Work instructions:
[1] Answer these questions about the backpropagation page, using its own facts:
(a) What does the page say backpropagation is the main algorithm for?
(b) At what point does the repeated process in the numbered steps stop?
(c) According to the intuition section, backprop is which rule "at scale"?
[2] Continue the backpropagation page with the next part of its text after its final line.

Reading passage:
______________________________

Backpropagation

Sep 24, 2025 | LLM Concepts

Backpropagation is the main algorithm used for training neural networks with hidden layers. The main idea is that you can calculate an estimate for how much the error in the output node is based on the errors in the weights of the node before it.

It does so by:

  1. Starting with the error in the output layer, calculate the gradient descent for the weights of the previous layer
  2. Propagate error back one layer. Update weights
  3. Repeat this process until the input layer is reached.

Intuition

  • Backprop is “[[Chain Rule of Calculus]]” at scale.
  • A neural net is a long chain of differentiable operations ([[Dot Products]] + bias, activation, more [[Layers]], then a [[Loss]]).
  • To update a weight, we need to ask “if I nudge this weight a tiny bit, how much does the final loss change?”. That’s basically what Chain Rule is meant to help with.
  • The “shape” of backprop is local derivative × local derivative × local derivative x ..

______________________________

Information:
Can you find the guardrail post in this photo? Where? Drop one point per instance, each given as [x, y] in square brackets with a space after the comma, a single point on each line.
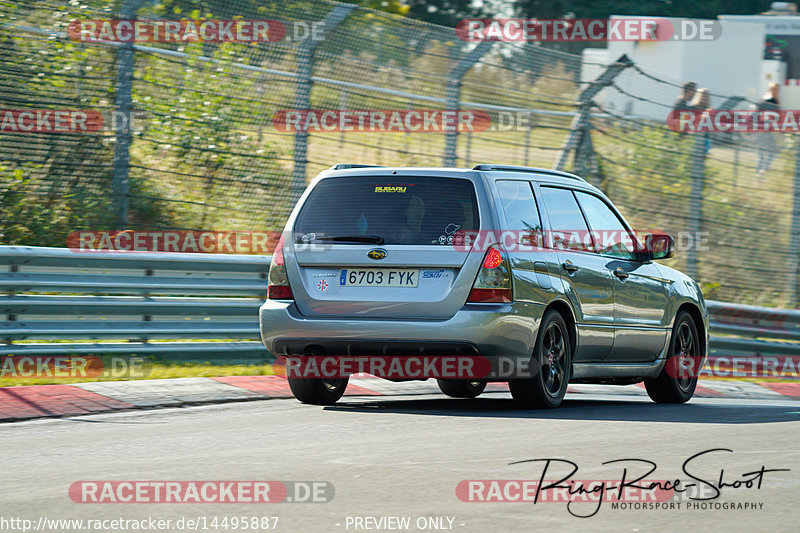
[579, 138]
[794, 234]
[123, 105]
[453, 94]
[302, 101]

______________________________

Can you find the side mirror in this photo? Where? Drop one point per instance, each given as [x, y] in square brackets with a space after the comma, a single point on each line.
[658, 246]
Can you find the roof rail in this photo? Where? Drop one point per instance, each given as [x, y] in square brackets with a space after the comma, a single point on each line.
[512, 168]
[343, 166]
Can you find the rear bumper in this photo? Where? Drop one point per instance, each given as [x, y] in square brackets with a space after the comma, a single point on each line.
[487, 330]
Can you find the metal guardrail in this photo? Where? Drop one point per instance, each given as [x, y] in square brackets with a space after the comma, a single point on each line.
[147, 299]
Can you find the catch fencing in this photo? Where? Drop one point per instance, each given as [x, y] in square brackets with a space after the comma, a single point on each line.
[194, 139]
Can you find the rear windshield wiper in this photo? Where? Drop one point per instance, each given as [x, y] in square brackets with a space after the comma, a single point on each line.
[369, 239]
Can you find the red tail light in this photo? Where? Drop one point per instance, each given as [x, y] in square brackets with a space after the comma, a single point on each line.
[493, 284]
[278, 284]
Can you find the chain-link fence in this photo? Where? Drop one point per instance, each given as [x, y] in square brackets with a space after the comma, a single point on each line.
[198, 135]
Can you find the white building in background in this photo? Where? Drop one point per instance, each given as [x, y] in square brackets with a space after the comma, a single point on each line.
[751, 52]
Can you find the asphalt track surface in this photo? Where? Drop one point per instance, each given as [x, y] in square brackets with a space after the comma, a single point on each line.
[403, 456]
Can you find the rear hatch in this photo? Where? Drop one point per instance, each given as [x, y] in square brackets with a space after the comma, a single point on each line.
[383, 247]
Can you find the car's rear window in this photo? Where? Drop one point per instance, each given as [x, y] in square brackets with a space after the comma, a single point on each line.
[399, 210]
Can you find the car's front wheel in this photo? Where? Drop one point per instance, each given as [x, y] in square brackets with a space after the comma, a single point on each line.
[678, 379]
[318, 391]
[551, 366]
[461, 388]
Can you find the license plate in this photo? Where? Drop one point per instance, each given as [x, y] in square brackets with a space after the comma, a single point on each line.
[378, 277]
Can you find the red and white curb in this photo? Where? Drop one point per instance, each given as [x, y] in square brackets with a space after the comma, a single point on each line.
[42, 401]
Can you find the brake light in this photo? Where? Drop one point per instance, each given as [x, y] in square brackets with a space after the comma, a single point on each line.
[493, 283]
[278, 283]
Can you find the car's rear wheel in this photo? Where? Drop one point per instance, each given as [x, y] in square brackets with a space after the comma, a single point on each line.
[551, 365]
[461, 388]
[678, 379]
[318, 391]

______________________________

Results in order:
[1]
(a) Training neural networks with hidden layers.
(b) When the input layer is reached.
(c) The Chain Rule of Calculus.

[2]
Another way to think about it: Think of the forward pass as a graph of operations. Backprop sends a single number backwards:

  1. Each node receives an upstream gradient (how much the loss changes if this node changes).
  2. The node multiplies by its local derivative.
  3. It passes that product to its inputs.
    That is just the chain rule applied repeatedly.

Backprop

Complex Stuff

  • Why Machines Learn, Chapter 3, Page 88-94 describe the curious connection of Backprop with the LMS (Least Mean Squares) algorithm by Widrow and Hoff in 1959. In LMS, instead of calculating the entire gradient they decided to calculate only an estimate of it based on just one data point. Estimating a statistical parameter based on one sample is anathema but they went with it. They squared a single value of the error, squared it, then took the derivative of it without differentiating. It was an extremely noisy gradient based on an extremely noisy error. Yet LMS gets close to the minimum of the function because “by making the steps small, and having lots of them, we are getting the averaging effect that takes you down to the bottom of the bowl”.
  • The process of Backpropagation allows us “to calculate the derivatives backwards down any ordered table of operations, as long as the operations correspond to differentiable functions”. That final part is key – every link in that chain should be able to give us the functions derivative. (See Page 337 in Why Machines Learn).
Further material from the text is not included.